- **Records in a dataset**
------------

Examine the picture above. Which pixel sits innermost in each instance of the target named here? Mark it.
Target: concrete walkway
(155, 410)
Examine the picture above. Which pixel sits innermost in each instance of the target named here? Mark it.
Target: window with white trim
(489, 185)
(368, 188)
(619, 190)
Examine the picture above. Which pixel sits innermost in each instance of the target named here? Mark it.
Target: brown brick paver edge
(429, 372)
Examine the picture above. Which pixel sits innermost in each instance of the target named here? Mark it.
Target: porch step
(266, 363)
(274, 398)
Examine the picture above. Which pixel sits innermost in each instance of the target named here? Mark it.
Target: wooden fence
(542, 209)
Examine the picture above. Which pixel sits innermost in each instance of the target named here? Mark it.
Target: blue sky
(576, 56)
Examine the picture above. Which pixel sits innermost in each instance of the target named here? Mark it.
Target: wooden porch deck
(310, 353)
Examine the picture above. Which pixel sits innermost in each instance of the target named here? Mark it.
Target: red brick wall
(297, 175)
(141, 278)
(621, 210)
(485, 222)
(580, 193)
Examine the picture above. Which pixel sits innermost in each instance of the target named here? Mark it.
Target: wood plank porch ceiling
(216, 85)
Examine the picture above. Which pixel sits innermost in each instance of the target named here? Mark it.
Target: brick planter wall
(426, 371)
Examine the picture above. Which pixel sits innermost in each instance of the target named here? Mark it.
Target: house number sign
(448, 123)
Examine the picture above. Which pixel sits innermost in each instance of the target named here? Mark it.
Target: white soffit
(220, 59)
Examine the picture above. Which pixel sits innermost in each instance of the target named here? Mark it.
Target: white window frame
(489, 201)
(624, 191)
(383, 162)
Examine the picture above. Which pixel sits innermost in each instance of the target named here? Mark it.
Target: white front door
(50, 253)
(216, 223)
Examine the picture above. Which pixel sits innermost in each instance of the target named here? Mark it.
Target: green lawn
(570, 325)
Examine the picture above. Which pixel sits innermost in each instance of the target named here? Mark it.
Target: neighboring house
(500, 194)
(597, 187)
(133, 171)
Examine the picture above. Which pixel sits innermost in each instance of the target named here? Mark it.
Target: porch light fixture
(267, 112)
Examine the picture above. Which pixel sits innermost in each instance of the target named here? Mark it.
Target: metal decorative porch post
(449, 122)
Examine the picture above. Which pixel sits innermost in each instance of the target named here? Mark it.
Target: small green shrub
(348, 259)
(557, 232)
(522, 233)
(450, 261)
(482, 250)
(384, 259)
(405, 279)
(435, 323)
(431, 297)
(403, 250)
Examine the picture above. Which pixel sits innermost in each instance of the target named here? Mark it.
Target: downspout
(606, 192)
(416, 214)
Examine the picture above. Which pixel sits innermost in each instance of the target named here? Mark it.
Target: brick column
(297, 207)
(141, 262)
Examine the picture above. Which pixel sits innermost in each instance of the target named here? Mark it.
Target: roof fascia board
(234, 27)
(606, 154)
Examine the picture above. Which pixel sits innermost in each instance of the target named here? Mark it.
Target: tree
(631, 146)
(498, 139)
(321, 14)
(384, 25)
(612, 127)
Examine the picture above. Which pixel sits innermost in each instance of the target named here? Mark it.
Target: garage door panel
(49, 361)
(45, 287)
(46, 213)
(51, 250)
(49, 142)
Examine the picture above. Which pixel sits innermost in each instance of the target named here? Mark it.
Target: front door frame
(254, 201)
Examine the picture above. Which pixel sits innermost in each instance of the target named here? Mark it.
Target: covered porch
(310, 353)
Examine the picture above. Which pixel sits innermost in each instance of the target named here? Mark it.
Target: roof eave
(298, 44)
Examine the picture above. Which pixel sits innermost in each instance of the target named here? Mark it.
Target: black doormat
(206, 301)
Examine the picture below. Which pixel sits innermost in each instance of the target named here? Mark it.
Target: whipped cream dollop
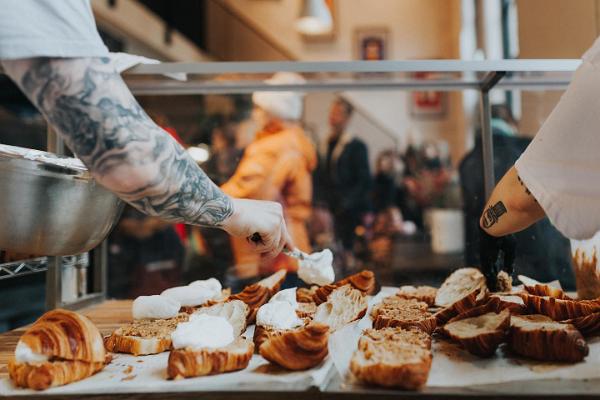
(203, 331)
(286, 295)
(191, 295)
(24, 354)
(155, 307)
(212, 285)
(278, 315)
(317, 268)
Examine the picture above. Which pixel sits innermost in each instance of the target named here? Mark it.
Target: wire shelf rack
(23, 267)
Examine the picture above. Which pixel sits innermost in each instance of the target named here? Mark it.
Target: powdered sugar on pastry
(191, 296)
(317, 268)
(155, 307)
(278, 315)
(210, 285)
(203, 331)
(286, 295)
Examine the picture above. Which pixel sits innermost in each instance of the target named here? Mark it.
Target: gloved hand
(261, 223)
(490, 248)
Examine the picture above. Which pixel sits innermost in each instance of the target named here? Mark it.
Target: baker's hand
(261, 223)
(492, 248)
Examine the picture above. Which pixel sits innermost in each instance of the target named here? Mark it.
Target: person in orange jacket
(276, 166)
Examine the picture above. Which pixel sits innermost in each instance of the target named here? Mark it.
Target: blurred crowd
(331, 198)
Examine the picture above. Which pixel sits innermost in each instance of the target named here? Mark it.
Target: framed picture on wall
(427, 104)
(372, 44)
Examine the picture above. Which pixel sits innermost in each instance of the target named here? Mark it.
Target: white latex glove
(261, 223)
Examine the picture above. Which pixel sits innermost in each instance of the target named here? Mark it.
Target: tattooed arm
(89, 105)
(511, 207)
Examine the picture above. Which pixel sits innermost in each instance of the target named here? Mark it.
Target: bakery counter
(112, 314)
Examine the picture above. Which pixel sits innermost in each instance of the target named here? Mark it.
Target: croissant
(73, 345)
(559, 309)
(254, 296)
(262, 334)
(65, 335)
(588, 325)
(297, 349)
(186, 363)
(479, 335)
(259, 293)
(50, 374)
(363, 281)
(541, 338)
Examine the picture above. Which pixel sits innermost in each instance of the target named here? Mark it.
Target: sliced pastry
(144, 336)
(297, 349)
(344, 305)
(400, 360)
(480, 335)
(588, 325)
(404, 313)
(399, 335)
(207, 345)
(59, 348)
(540, 338)
(363, 281)
(425, 294)
(470, 300)
(542, 289)
(458, 285)
(273, 319)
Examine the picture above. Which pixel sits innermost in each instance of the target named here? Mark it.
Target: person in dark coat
(543, 253)
(343, 178)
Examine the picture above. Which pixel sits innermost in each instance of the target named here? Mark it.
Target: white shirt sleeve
(561, 166)
(48, 28)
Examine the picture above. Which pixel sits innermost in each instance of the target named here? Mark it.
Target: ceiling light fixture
(315, 18)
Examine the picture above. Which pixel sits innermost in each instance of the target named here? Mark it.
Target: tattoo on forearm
(88, 103)
(493, 214)
(527, 191)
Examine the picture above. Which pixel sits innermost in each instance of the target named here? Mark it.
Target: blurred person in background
(427, 182)
(276, 166)
(210, 253)
(343, 181)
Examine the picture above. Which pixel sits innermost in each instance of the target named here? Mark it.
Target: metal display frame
(481, 76)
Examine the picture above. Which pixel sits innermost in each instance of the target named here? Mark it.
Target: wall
(418, 29)
(552, 29)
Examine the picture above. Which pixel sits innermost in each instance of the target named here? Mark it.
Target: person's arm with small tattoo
(511, 207)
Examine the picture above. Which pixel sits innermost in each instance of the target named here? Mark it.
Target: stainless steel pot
(51, 205)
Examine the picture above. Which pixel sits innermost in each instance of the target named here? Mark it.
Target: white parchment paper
(147, 374)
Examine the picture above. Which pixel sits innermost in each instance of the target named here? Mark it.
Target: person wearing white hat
(276, 166)
(557, 176)
(53, 52)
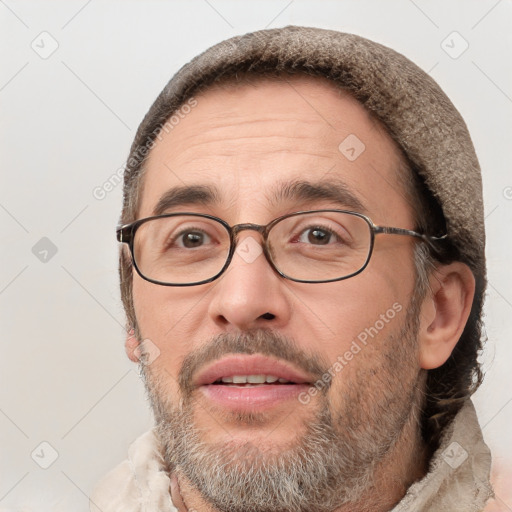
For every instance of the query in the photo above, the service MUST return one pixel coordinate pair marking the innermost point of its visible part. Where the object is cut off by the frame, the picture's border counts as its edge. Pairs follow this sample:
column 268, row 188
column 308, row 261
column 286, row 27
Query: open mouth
column 251, row 380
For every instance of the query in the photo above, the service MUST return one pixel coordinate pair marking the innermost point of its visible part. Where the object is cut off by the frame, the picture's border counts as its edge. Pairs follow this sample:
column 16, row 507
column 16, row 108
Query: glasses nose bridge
column 262, row 230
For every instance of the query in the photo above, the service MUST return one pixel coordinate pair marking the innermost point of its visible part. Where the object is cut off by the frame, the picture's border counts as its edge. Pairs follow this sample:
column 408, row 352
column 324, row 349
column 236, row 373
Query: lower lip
column 250, row 398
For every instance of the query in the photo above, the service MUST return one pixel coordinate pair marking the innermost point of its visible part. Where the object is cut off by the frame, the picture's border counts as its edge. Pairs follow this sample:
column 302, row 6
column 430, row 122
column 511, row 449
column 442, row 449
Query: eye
column 317, row 236
column 192, row 238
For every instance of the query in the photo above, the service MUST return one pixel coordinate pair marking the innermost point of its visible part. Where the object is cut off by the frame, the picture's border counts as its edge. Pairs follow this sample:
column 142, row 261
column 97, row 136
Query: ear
column 131, row 346
column 444, row 313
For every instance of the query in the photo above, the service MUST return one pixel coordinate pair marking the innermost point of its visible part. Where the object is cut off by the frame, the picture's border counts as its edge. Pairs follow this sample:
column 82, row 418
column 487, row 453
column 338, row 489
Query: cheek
column 170, row 318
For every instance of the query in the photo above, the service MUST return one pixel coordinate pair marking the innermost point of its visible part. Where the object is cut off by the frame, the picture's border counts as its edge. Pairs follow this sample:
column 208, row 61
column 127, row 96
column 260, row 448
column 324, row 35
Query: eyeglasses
column 321, row 246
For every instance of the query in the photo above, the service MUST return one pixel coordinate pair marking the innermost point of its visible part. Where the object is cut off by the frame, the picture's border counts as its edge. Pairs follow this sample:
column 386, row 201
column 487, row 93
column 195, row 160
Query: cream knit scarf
column 458, row 479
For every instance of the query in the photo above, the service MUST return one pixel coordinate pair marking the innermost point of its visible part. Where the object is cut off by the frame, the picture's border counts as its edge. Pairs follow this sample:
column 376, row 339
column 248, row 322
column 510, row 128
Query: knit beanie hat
column 415, row 111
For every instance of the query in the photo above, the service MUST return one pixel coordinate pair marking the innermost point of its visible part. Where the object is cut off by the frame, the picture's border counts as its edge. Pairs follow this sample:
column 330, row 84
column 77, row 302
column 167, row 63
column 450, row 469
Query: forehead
column 248, row 142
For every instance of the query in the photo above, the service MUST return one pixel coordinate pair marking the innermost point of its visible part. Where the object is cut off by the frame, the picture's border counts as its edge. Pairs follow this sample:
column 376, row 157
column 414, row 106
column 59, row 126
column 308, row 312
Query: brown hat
column 410, row 104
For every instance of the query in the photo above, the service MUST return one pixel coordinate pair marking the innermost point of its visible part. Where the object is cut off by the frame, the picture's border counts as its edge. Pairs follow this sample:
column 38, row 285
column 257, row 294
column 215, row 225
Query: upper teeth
column 253, row 379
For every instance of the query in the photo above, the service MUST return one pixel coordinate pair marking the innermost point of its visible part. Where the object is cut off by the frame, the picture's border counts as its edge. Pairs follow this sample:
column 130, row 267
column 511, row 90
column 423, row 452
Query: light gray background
column 66, row 125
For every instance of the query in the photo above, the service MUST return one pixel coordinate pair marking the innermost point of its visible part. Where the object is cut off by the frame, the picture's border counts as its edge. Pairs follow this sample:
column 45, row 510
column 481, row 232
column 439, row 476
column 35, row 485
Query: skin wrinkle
column 355, row 462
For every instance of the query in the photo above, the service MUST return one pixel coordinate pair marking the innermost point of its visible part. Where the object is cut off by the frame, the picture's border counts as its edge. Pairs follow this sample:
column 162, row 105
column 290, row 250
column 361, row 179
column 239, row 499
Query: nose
column 250, row 294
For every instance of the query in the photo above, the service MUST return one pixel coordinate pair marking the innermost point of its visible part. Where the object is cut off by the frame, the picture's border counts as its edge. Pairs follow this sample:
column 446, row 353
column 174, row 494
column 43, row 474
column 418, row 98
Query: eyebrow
column 187, row 195
column 305, row 191
column 335, row 191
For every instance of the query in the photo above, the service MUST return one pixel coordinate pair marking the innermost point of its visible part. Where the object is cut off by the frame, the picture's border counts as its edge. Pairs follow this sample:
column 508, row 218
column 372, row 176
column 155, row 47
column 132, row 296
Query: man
column 303, row 271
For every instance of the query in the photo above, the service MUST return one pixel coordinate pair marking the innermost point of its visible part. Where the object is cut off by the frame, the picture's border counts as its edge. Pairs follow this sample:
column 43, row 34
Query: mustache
column 257, row 341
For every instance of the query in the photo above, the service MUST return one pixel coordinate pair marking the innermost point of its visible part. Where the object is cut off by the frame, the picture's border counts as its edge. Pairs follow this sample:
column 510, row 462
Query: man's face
column 251, row 146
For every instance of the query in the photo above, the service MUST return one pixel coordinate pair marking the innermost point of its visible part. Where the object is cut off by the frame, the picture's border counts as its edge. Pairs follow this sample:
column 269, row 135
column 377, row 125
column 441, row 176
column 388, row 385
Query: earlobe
column 444, row 313
column 131, row 346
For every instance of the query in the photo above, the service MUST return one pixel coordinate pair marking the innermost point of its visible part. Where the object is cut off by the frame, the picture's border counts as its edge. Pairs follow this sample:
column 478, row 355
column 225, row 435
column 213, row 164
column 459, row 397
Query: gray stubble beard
column 331, row 465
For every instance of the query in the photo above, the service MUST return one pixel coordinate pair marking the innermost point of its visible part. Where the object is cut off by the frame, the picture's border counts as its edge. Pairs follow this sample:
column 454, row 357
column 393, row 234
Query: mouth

------------

- **Given request**
Locate every line in the records above that contains the word "roof", and copy each one.

- **Answer to this task**
Target: roof fascia board
Target: roof eave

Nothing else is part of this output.